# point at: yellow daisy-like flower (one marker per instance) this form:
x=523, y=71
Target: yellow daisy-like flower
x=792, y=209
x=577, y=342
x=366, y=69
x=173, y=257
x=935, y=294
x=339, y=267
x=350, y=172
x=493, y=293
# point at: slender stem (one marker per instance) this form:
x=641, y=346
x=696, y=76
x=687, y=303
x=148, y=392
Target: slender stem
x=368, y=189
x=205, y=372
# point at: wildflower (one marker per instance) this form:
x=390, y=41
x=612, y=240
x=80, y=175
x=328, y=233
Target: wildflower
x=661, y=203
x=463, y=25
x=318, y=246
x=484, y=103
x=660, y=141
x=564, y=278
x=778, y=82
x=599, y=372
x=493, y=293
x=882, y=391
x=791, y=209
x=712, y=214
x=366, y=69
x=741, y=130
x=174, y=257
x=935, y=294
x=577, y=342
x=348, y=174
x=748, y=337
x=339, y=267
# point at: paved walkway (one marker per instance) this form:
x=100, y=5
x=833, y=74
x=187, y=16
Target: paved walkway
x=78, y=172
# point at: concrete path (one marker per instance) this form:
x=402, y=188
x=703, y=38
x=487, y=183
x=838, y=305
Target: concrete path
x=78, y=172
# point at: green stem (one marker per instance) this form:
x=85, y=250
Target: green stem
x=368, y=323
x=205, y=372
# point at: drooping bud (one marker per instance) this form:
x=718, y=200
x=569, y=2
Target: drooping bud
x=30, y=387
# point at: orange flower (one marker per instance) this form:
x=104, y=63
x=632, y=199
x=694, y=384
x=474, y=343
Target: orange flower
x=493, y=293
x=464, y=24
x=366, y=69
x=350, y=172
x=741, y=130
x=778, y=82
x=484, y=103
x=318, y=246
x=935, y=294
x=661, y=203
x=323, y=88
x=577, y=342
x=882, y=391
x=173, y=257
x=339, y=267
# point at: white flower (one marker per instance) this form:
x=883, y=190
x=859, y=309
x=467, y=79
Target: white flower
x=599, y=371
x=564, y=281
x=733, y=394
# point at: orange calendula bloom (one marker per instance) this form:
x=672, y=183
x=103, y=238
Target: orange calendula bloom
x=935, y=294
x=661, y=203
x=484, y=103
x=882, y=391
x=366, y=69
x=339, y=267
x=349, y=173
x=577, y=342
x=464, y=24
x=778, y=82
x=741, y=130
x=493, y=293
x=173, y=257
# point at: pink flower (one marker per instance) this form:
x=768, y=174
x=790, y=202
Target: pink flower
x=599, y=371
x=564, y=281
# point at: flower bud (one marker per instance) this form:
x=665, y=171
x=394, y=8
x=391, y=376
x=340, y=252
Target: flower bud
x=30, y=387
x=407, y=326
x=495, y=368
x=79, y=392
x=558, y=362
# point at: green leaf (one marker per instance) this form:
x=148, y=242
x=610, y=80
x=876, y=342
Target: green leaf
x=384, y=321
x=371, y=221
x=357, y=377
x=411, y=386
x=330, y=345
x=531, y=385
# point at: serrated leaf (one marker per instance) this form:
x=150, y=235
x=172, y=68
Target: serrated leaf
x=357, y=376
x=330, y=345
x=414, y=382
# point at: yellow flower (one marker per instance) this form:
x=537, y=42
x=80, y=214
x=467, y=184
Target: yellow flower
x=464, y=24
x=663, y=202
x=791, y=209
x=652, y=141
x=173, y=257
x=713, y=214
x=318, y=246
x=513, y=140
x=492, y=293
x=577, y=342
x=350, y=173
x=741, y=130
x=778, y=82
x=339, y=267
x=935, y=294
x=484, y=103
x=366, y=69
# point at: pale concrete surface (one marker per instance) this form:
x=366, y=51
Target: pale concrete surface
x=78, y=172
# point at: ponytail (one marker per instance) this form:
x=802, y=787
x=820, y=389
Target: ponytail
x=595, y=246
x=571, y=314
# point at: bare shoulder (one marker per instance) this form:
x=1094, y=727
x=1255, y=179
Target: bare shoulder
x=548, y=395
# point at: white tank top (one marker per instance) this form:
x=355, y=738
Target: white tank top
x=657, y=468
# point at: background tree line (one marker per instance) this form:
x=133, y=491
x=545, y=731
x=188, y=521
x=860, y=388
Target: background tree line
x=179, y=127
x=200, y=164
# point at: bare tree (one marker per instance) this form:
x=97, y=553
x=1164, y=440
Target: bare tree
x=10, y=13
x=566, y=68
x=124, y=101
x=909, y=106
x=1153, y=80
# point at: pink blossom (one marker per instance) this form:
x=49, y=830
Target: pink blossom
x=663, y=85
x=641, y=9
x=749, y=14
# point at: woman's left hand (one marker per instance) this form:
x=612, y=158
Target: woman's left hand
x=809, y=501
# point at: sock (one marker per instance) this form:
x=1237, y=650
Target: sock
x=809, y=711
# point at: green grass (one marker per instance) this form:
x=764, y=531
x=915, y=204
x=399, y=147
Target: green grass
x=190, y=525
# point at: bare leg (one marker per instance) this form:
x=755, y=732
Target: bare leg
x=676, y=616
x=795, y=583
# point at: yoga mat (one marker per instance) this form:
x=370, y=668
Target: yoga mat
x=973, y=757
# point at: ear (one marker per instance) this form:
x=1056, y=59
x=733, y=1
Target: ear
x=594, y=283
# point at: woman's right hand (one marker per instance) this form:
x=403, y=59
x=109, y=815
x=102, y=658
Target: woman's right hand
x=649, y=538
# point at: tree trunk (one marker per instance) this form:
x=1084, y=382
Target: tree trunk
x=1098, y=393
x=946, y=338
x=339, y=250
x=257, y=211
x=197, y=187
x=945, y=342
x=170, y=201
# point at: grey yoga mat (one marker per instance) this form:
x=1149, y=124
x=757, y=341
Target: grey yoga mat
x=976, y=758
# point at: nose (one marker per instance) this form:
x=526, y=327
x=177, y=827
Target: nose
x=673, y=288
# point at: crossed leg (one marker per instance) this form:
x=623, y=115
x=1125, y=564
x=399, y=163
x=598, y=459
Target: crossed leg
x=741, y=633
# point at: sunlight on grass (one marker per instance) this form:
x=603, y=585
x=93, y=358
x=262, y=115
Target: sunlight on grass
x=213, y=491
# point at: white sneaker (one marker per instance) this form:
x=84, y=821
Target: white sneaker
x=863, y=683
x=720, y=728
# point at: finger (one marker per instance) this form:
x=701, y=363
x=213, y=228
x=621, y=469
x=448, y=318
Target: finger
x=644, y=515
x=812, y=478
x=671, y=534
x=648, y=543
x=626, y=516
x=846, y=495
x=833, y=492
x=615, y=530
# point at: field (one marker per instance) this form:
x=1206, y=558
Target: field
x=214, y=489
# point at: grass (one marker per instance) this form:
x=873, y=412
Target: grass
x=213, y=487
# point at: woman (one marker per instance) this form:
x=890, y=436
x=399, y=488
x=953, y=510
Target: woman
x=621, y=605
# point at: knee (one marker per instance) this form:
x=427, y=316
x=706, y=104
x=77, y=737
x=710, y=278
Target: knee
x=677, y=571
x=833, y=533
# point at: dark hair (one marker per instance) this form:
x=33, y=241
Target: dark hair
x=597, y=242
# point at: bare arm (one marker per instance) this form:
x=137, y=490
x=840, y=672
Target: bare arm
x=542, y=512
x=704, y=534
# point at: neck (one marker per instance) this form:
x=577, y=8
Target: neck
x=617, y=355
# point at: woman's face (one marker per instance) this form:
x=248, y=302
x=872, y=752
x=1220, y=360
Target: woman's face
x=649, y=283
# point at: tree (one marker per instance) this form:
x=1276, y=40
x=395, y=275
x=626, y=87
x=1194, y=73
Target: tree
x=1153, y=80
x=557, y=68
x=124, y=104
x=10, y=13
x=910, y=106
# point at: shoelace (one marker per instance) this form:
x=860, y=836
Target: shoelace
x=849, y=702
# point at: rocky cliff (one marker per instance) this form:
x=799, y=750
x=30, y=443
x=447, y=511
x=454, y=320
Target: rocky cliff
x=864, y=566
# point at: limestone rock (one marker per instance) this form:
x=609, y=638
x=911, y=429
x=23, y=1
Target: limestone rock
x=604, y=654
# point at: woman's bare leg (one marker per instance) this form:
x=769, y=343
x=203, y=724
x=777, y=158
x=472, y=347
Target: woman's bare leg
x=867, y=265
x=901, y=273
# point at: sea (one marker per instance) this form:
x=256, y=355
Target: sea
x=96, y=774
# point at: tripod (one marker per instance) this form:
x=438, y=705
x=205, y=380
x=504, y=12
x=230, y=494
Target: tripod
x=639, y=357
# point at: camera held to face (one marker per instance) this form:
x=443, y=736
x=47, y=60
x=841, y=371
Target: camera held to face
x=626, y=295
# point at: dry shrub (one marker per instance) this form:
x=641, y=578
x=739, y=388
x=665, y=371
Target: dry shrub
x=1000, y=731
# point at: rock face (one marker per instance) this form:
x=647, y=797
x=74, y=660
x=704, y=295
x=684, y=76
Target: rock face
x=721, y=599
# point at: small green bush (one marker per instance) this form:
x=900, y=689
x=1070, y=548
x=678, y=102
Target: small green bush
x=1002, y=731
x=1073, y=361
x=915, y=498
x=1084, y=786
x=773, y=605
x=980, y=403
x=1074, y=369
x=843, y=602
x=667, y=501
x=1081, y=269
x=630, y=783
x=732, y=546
#####
▸ THE EXERCISE
Reproduce the stretch from the line containing "# point at: tree trunk" through the line containing "x=976, y=758", with "grey" changed to "gray" and everything else left as it is. Return only those lines.

▸ ANSWER IN FULL
# point at: tree trunk (one marker per instance) this form:
x=1084, y=382
Target: tree trunk
x=1098, y=393
x=946, y=338
x=339, y=250
x=257, y=211
x=197, y=187
x=945, y=342
x=170, y=201
# point at: gray yoga mat (one marker per instance) this form:
x=1149, y=124
x=757, y=341
Target: gray yoga mat
x=976, y=758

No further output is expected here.